§ **CONSIGNE**
Recopiez fidèlement, dans l'extrait du document, le passage qui s'ouvre sur les mots contenant « Mualla Selçuk est une » et se clôt sur « heure au collège. ».

§ **EXTRAIT DU DOCUMENT**
□ □ □ □ □
Source : le blog de Guy Sorman, le 26-11-2006

Mualla Selçuk est une grande blonde hollywoodienne, élégante. Le propos semblera sexiste et déplacé mais j’ignorais avant de pénétrer dans son bureau que Mualla Selçuk était le doyen, ou la doyenne, de la Faculté de théologie musulmane de l’Université d’Ankara.

Cette Faculté forme et contrôle les principaux imams et muftis qui gèrent les soixante-dix mille mosquées de Turquie. Elle fixe les normes du bon islam turc, celui que l’Etat recommande et soutient. Mualla Selçuk est aussi l’auteur des manuels d’éducation religieuse obligatoire dans toutes les écoles du pays, deux heures par semaine de catéchisme musulman à l’école primaire, une heure au collège.

La doyenne n’est donc pas voilée, pas même de ce foulard minimaliste qui souligne la loi chez les jeunes femmes de Turquie. À cette même réunion à la Faculté de théologie participe une autre de ses collègues, d’allure tout aussi occidentale, auteur d’une Vie de Mahomet ramenée à ses seuls comportements moraux ; le troisième, expert en philosophie musulmane, ne semble guère embarrassé par sa dépendance hiérarchique envers ses deux collègues féminines. Cette assemblée n’est pas une mise en scène destinée à me persuader de la libération des femmes dans l’islam turc : cette équipe, qui reçoit peu de visiteurs étrangers (elle le regrette), est véritablement responsable du contenu de l’enseignement de l’islam aux enfants et à ses prêtres. Or, parmi toutes les versions et interprétations possibles de l’islam, lequel dispense-t-on officiellement en Turquie ?
□ □ □ □ □
§ **DONNÉES SOURCES**
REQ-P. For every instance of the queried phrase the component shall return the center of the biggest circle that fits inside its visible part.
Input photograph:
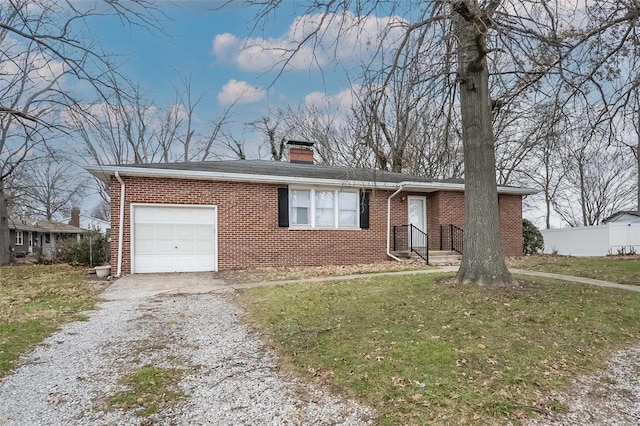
□ □ □ □ □
§ **RÉPONSE**
Mualla Selçuk est une grande blonde hollywoodienne, élégante. Le propos semblera sexiste et déplacé mais j’ignorais avant de pénétrer dans son bureau que Mualla Selçuk était le doyen, ou la doyenne, de la Faculté de théologie musulmane de l’Université d’Ankara.

Cette Faculté forme et contrôle les principaux imams et muftis qui gèrent les soixante-dix mille mosquées de Turquie. Elle fixe les normes du bon islam turc, celui que l’Etat recommande et soutient. Mualla Selçuk est aussi l’auteur des manuels d’éducation religieuse obligatoire dans toutes les écoles du pays, deux heures par semaine de catéchisme musulman à l’école primaire, une heure au collège.